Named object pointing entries

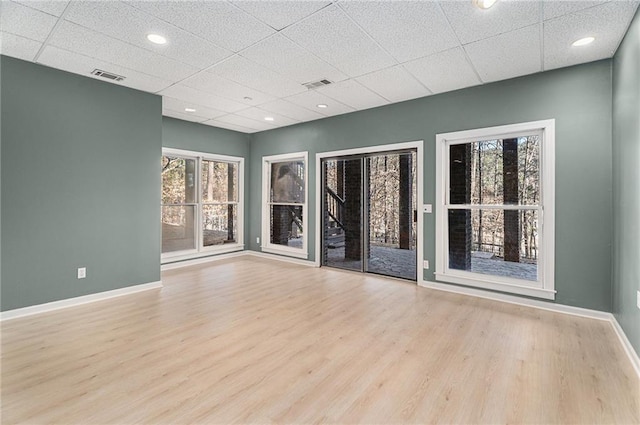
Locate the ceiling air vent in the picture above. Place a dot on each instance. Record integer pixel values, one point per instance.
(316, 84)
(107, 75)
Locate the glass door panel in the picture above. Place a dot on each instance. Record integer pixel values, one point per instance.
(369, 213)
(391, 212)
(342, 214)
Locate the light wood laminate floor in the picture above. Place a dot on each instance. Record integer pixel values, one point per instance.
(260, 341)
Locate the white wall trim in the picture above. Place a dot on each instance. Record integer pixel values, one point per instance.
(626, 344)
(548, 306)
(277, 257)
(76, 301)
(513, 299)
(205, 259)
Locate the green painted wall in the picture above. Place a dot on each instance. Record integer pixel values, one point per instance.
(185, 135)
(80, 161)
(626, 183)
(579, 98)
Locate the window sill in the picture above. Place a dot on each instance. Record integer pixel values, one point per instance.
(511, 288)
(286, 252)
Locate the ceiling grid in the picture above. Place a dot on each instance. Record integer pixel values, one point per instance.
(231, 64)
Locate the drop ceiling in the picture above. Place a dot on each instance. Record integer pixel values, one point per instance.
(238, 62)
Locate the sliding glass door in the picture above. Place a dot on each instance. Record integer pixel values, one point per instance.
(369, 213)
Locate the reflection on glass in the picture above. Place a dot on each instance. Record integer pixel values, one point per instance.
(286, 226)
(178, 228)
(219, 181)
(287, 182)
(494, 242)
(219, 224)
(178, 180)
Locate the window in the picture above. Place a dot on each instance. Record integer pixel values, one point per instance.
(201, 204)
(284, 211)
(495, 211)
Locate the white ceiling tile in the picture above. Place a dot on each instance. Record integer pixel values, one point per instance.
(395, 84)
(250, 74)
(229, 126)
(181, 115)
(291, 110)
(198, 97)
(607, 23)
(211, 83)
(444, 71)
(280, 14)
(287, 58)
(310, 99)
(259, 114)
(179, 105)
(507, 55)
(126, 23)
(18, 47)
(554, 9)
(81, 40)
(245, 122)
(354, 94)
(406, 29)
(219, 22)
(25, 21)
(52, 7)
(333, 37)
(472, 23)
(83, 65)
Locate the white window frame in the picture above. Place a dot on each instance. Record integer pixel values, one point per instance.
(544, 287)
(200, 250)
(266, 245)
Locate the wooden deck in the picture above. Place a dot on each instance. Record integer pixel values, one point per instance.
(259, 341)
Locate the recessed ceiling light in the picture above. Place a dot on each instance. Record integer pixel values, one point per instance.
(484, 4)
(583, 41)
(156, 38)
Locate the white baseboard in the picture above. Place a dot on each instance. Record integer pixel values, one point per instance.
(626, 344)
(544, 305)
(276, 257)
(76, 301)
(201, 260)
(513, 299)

#### Task directions:
Please retype, exactly as written, every line from the line containing "Locate the window sill" through the last line of the records above, including both of those lines, and nothing else.

#### Expected answer:
Locate the window sill in the picture above. Place a dot on each instance. Record integer pixel values, one point per instance.
(511, 288)
(286, 252)
Locate the ceiling grid in the picture above. Place a dot on each instance. Record integer pixel values, one point per instance.
(231, 64)
Locate the drop ceiling in the picture above. Place a dot on each instance. Record integer pixel values, one point per instance.
(238, 62)
Locate the sliding glass door in the picture above. Place a dot on each instance. Record integer pixel values, one point per instance.
(369, 213)
Locate the reflection on glass in the picture above. Place a dot on each instance. Record integer pixel values, one point per instance.
(286, 226)
(178, 228)
(219, 181)
(287, 182)
(494, 242)
(219, 224)
(178, 180)
Locate the window in the picture above. Place a dot on each instance. Record integer pixel values, one point per instance.
(201, 204)
(284, 211)
(495, 211)
Locate the white ceiling tile in the picture above. Place a dot on each instance. Record integer pixel values, one point per instance.
(395, 84)
(250, 74)
(229, 126)
(181, 115)
(291, 110)
(198, 97)
(607, 23)
(211, 83)
(444, 71)
(280, 14)
(287, 58)
(310, 99)
(259, 114)
(179, 105)
(507, 55)
(126, 23)
(18, 47)
(554, 9)
(81, 40)
(245, 122)
(354, 94)
(406, 29)
(219, 22)
(25, 21)
(52, 7)
(333, 37)
(472, 23)
(83, 65)
Locate the white window frame in the picture above. Place a dot on each instance. Record integer pixel values, one point per instance.
(544, 287)
(200, 250)
(266, 245)
Locate the wooden deck in the picture above. Place a dot on each instance. Record integer pixel values, one point per instance.
(259, 341)
Locate the recessed ceiling light in the picture above. Place a dot on each instance. Record integer pixel values, one point per instance.
(484, 4)
(583, 41)
(156, 38)
Locate the white baseboard in the picture above. Place a dot on each instance. Record integer pixel values, one point per instance.
(626, 344)
(544, 305)
(276, 257)
(76, 301)
(201, 260)
(513, 299)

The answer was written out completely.